→ **EXTRACT PROVIDED**:
■ ■ ■ ■ ■

In a best-case scenario, the parts of the code with a critical impact on product performance are usually covered with all of the types of scripts – mostly E2E and unit tests, and the hybrid of them. However, most of the product projects nowadays do not follow best practices and sacrifice quality, covering code with fewer rather than fully required tests. We are not here to blame though, since modern businesses operate in a fast-paced environment and it is often vital to launch faster rather than flawlessly.

03

Some things can’t be automated. Human QA can’t test everything.

As wonderful as 100% automation sounds, it’s not feasible in practice and in the long run. There will always be some sections of the system where human scrutiny will be necessary and essential. Firstly, it is a human who creates an algorithm itself. Secondly, it’s unlikely that automation will ever be able to produce error-free results, and someone has to clean up after the robots’ mistakes.

There are complex processes we can’t automate, such as activity-tracking applications. These applications are engineered with many integrated systems that encompass a plethora of different components, all of which talk to each other in real-time (printers, monitors, software, APIs, cloud services, etc.). Automated scripts, however sophisticated, can’t test all dissimilar components at once. Plus, regardless of what these applications track – exercise movements or space utilization – automated tools can’t imitate human movements with enough precision to justify their use.

■ ■ ■ ■ ■

→ **INFORMATION SUPPLIED**:

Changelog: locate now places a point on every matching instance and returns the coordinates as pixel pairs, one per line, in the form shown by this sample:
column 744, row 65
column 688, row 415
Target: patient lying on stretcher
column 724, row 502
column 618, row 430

■ ■ ■ ■ ■

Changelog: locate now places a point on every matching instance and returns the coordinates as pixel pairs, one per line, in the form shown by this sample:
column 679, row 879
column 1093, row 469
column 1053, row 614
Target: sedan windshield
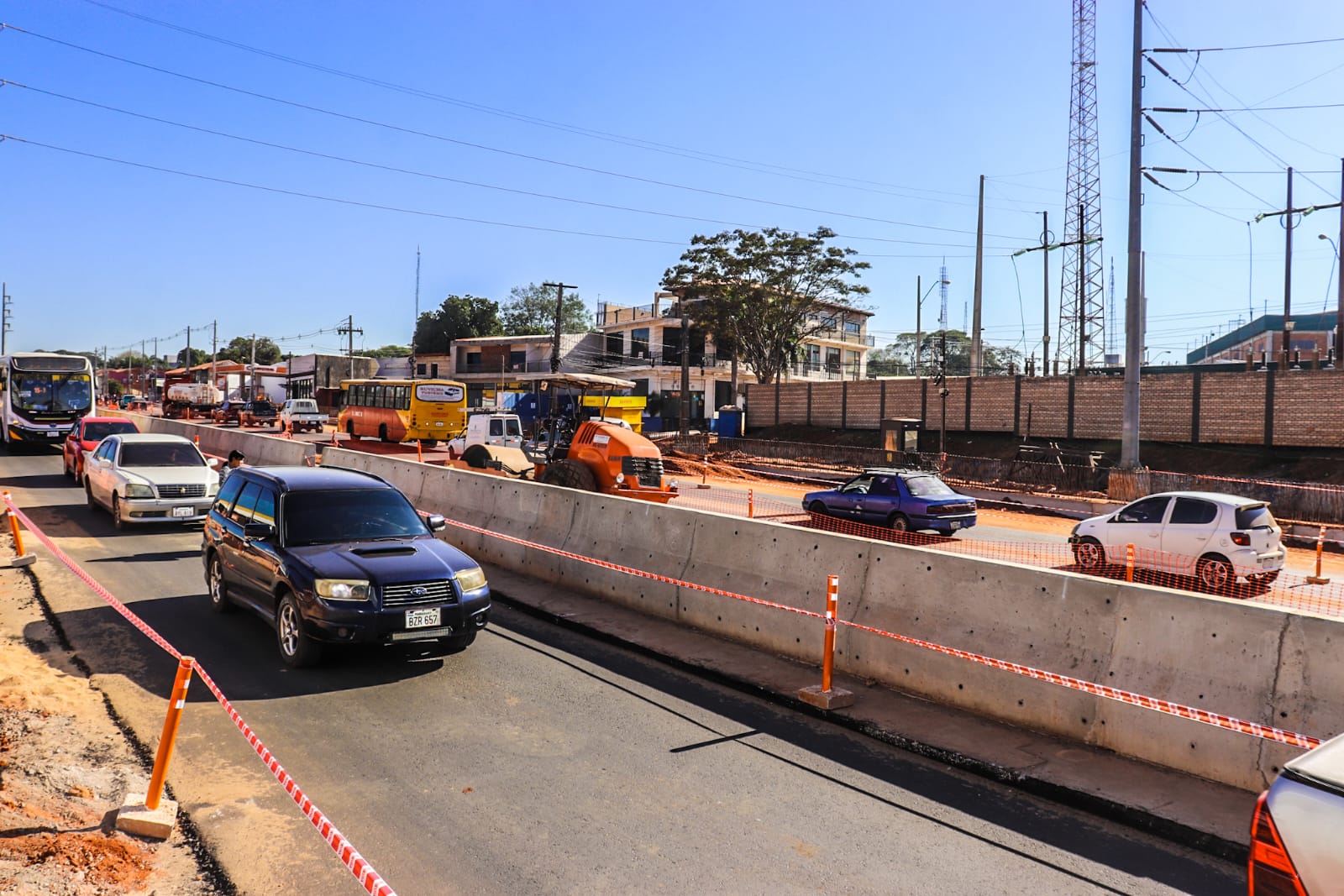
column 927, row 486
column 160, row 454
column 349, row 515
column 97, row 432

■ ■ ■ ■ ■

→ **EXERCISE SET**:
**a.** In the passage on test automation, which types of tests mostly cover the performance-critical parts of the code in a best-case scenario?
**b.** Carry on the passage on test automation from the point where it ends.
The items are separate material, unrelated to the passage on test automation.

→ **RESULTS IN ORDER**:
**a.** Mostly E2E and unit tests, and the hybrid of them.

**b.**
Testing the load on the system is always automated. What is the point of hiring hundreds of manual QA’s when a simple script can do that, right?

How will quality assurance change in the future?

Algorithms will certainly evolve and take more jobs from human’s shoulders, yet humans will inevitably be there: either testing manually those parts algorithms can’t cope with or coding automated testing scripts and controlling their performance.

Since human-algorithm collaboration seems to develop and strengthen, job description for conscientious QA engineer might change and require some coding experience. However, the core competencies will most likely remain the same, focusing on curiosity, thoroughness and effective communication with a flair for listening and diplomacy.